Given information —

◆ ◆ ◆ ◆ ◆ ◆ ◆

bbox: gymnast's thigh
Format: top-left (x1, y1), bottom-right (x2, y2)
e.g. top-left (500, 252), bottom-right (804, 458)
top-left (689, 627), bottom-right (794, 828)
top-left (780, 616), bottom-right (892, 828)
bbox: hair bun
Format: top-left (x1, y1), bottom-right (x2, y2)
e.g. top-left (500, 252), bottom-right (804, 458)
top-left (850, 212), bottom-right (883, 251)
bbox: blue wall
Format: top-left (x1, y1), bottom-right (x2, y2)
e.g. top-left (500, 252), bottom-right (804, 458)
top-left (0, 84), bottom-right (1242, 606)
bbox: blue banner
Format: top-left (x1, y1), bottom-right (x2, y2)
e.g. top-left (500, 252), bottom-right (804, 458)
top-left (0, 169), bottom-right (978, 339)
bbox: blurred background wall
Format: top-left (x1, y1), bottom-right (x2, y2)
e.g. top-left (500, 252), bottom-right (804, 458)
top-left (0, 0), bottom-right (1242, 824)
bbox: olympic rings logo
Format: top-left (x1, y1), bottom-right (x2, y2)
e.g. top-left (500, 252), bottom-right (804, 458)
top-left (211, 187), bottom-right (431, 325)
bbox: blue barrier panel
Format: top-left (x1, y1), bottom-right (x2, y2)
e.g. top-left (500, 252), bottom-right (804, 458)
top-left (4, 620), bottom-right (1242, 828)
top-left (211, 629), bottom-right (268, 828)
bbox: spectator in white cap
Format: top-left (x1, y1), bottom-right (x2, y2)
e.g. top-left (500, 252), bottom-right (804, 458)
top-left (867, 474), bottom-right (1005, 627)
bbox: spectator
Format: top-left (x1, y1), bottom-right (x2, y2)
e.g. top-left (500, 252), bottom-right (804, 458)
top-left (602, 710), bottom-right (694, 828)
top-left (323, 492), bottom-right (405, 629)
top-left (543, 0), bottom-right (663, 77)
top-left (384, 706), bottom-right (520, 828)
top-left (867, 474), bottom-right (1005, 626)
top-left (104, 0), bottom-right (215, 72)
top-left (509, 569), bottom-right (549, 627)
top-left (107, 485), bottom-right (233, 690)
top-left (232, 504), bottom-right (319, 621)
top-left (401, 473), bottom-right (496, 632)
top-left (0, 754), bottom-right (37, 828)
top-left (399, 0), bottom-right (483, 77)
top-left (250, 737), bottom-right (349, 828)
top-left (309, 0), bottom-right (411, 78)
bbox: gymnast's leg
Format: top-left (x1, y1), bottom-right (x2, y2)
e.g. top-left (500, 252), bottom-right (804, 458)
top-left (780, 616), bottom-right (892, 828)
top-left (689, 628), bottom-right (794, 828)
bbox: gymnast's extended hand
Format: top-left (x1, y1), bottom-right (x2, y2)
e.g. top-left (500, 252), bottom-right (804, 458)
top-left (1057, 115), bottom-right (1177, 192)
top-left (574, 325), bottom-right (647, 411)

◆ ◆ ◆ ◆ ◆ ◆ ◆

Task requirements —
Please copy the rows above character for character, starting at the line holding "bbox: hair bun" and ending at the line holding "top-left (0, 0), bottom-right (1242, 824)", both lines included, and nothing else.

Output of the task —
bbox: hair bun
Format: top-left (x1, y1), bottom-right (x2, y2)
e.g. top-left (500, 252), bottom-right (804, 458)
top-left (850, 212), bottom-right (883, 251)
bbox: blue wall
Format: top-left (x1, y1), bottom-right (x2, y2)
e.g. top-left (500, 252), bottom-right (804, 458)
top-left (0, 84), bottom-right (1242, 606)
bbox: blue banner
Format: top-left (x1, y1), bottom-right (x2, y2)
e.g. top-left (500, 252), bottom-right (804, 458)
top-left (0, 169), bottom-right (978, 339)
bbox: blurred background wall
Format: top-left (x1, y1), bottom-right (x2, y2)
e.g. top-left (500, 252), bottom-right (804, 458)
top-left (0, 0), bottom-right (1242, 824)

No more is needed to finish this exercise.